[Short exercise]:
Rescale the stretch of records from the line containing "jacket in the image above." through the line containing "257;75;322;232": write out every line in it again, requests included, with each box coordinate in the answers multiplied by 2.1 and rounded to a whole number, halves rounding up. Return only those lines.

[Start of Material shown]

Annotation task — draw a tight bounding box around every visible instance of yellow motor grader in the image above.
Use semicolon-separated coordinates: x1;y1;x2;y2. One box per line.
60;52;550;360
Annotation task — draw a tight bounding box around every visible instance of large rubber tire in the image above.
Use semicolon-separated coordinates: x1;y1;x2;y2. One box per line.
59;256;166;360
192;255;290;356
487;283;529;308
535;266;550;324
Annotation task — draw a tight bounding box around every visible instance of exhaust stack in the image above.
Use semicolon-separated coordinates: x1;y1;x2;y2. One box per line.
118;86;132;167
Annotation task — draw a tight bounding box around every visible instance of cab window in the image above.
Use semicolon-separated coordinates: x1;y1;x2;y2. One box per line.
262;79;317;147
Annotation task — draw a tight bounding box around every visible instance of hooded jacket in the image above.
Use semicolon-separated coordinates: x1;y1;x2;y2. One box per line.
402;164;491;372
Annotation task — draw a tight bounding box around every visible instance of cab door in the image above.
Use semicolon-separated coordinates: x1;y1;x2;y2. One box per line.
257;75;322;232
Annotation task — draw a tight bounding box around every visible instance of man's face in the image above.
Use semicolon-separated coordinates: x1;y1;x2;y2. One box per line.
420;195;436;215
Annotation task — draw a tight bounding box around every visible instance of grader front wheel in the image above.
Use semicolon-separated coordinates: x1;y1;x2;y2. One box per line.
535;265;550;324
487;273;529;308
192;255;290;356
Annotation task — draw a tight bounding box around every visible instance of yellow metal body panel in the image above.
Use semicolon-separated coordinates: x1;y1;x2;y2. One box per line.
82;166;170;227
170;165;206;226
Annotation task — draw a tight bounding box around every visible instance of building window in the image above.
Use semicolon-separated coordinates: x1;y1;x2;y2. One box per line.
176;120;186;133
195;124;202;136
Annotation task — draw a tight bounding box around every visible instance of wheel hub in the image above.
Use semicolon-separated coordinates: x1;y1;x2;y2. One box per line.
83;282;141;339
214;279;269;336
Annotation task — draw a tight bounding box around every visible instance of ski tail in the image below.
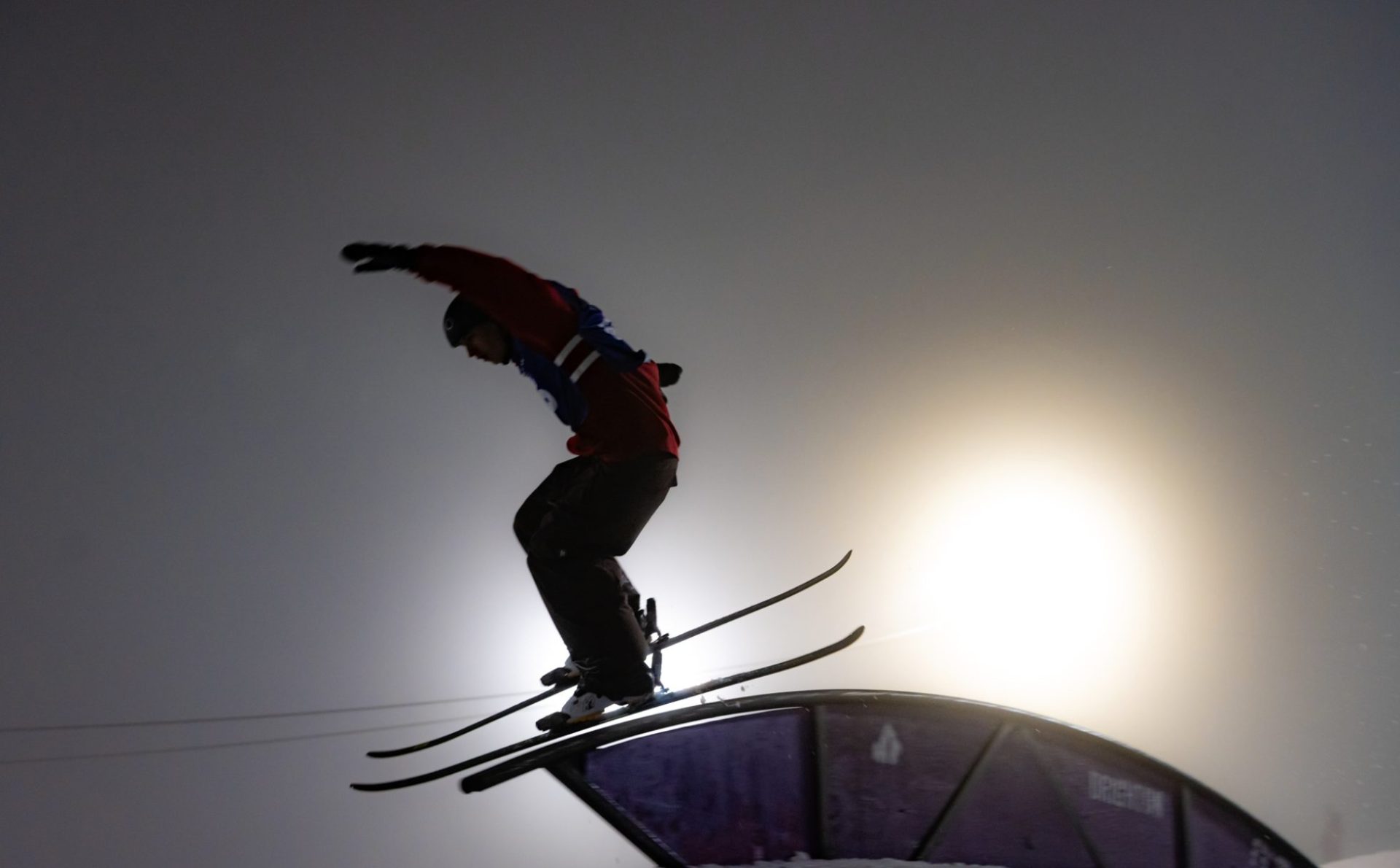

[End of Material shown]

[Solution to this exercise]:
Annotation task — draw a tight bounding box around every visible instance of hooded jacket in the image above.
Use semicolon-separated coordinates: x1;y1;x2;y2. One box per line.
844;344;1031;781
Annotation task — draw a tight bounding box around every visible instance of cab door in the image above.
Use semicolon-separated coordinates: x1;y1;x2;y2. One box per line.
540;158;676;487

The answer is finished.